Reproduce every line of the entries below, requests included, but multiply each point coordinate in the answers by 2.5 and round it to a whole number, with halves rounded up.
****************
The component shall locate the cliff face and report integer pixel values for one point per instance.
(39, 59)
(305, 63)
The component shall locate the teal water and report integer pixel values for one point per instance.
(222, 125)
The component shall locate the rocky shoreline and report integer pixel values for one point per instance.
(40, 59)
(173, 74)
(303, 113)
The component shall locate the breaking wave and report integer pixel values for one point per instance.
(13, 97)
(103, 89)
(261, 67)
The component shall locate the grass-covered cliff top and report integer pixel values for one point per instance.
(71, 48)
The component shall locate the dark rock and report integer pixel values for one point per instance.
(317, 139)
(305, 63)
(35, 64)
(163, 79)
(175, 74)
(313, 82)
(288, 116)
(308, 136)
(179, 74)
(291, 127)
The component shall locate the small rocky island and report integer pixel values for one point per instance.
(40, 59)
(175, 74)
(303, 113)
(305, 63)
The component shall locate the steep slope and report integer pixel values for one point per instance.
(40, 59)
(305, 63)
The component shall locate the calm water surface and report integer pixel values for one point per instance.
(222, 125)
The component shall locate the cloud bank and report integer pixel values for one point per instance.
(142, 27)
****************
» **Solution for this problem**:
The component shall locate the cliff face and report integer pixel values for one point per instance.
(98, 148)
(763, 158)
The component shall locate the teal water and report integer pixel values for one point per instance.
(555, 313)
The component shall locate the rocky shoreline and report integer pixel values for one point per instance.
(100, 148)
(433, 185)
(758, 283)
The component shall locate the breaking wave and report integer pixel values for one point per instance.
(33, 243)
(258, 223)
(653, 168)
The component shall locate the grass-covered cliff top and report integer pixel values for one point per instance.
(178, 120)
The component shall locate the dark rock and report integer pixel values for one point per instance.
(793, 348)
(763, 158)
(88, 160)
(408, 198)
(438, 185)
(783, 205)
(720, 290)
(770, 340)
(448, 185)
(728, 318)
The component shall locate the small rocky island and report integer pixel values for one point per instance.
(100, 148)
(438, 185)
(758, 283)
(763, 158)
The component shall locate the steep slope and report integer pixel values for one point per instance.
(100, 148)
(763, 158)
The component shall locate the calm water surface and report integer pixel values for one point per instance.
(555, 313)
The component shall locate the cloud bank and report integer pixel values for one point per instance.
(355, 68)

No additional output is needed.